**Task statement**:
Can you gather every line in the records below that contains the string "racetrack"? Case counts.

[BEGIN Extracted data]

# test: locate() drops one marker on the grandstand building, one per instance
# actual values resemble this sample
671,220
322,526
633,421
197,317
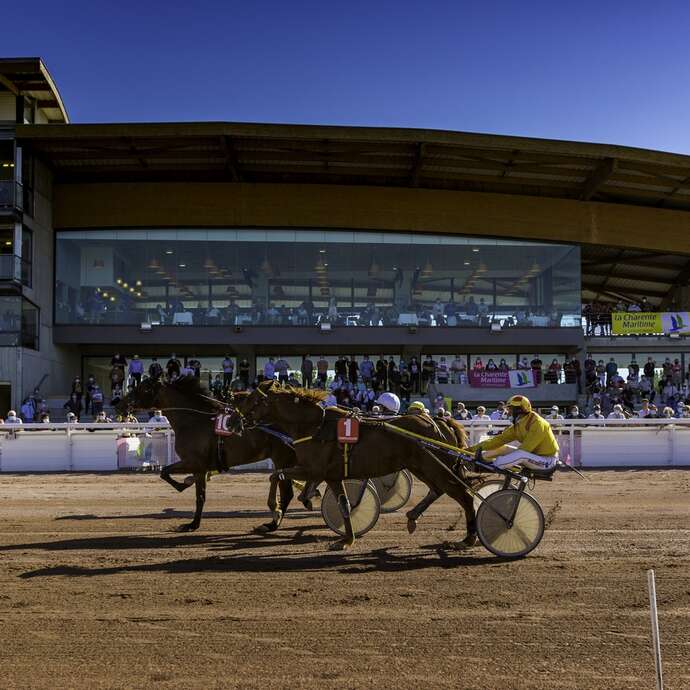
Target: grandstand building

[END Extracted data]
[BEGIN Extracted data]

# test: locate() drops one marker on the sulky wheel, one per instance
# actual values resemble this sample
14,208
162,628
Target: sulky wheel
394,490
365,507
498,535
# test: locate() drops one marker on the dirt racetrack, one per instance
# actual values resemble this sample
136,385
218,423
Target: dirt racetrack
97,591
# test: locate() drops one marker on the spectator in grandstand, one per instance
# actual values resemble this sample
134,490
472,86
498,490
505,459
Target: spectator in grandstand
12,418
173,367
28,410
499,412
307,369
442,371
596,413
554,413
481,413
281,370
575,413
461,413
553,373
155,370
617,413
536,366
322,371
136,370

[END Extracted data]

**Exercise result**:
# test: locate() drops one marker on the dirt racetrack, one per instance
Target: dirt racetrack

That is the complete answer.